* [Source text]
# Vermeer Baler Loose Belts



## yamaharider28 (Sep 8, 2014)

Ok I was rolling some hay today and noticed that the hay was bunching up between the belts so I got out and felt the belts were really loose. I have a 504i vemeer baler. It has hydro tension. What could have caused this issue? It has the 2 large springs on the side on the baler. Any help will be appreciated because I have about 40 acres that i need to get rolled tomorrow.

Thanks


----------



## E220 (Feb 10, 2016)

Do the belts turn when the baler is empty? They should be loose enough that they just so turn. If they don't turn with an empty chamber you may have a bearing going out so check the bearings first. Next, shut the tailgate and run the baler empty for a few minutes to equalize the belts. Then measure the little springs on the end of the big springs. They should measure 4.5" to 5.25", preferably right at 5".

* [Source excerpt]
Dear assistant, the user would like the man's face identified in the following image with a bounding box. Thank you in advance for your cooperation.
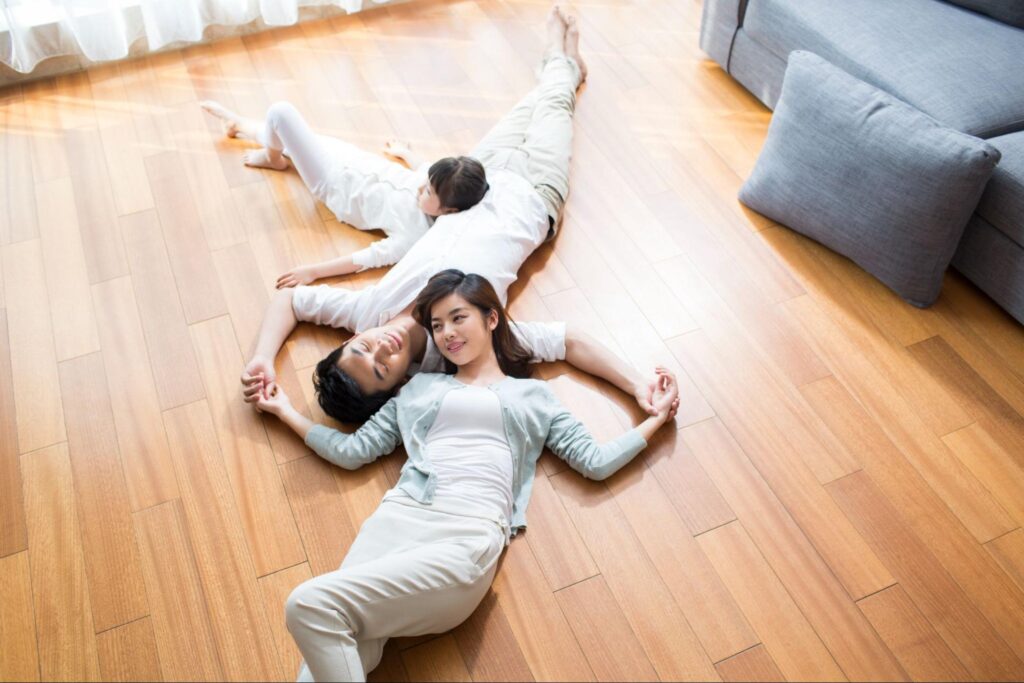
[338,325,413,394]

* [Work to complete]
[1] Reproduce the part of the baler belt thread that begins at the words "Ok I was rolling" and stops after "get rolled tomorrow.".
[2] In the baler belt thread, what length should the little springs on the end of the big springs measure?
[3] Pick up the baler belt thread after its final sentence and continue it.

* [Exercise results]
[1]
Ok I was rolling some hay today and noticed that the hay was bunching up between the belts so I got out and felt the belts were really loose. I have a 504i vemeer baler. It has hydro tension. What could have caused this issue? It has the 2 large springs on the side on the baler. Any help will be appreciated because I have about 40 acres that i need to get rolled tomorrow.

[2] They should measure 4.5" to 5.25", preferably right at 5".

[3]
Are the belts loose while there is a bale in the chamber? If they are loose with a full bale and the gauge shows pressure, that indicates poor bale shape. Adjust your rake.

If your bales look good, then maybe your belt length is uneven.

If everything looks ok and the belts turn with an empty chamber, don't worry about it. The I balers had a toggle roller to slacken the belts even more than a standard Vermeer baler so the belts will feel looser on an empty chamber when compared to some of the competition.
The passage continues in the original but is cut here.